(Input data)

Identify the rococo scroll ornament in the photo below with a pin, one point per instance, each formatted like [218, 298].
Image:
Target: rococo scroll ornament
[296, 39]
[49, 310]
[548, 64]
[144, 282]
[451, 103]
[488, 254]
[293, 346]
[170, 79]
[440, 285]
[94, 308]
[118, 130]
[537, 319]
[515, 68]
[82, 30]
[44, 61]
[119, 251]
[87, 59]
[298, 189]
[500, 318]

(What to do) Please format all of the entries above as a two-column CSV with the header input,output, one row per entry. Put each entry's text and its answer in their own quoted fields, with line breaks replaced by spaces.

(Full output)
input,output
"Identify the rococo scroll ornament in the photo below with a pin, one point per instance, each formatted like [218, 298]. Image: Target: rococo scroll ornament","[296, 39] [49, 310] [548, 64] [144, 282] [451, 103] [488, 254] [293, 346] [170, 79] [440, 285] [94, 308] [118, 130] [537, 319] [515, 68] [82, 30] [44, 61] [119, 251] [87, 59] [298, 189] [500, 318]"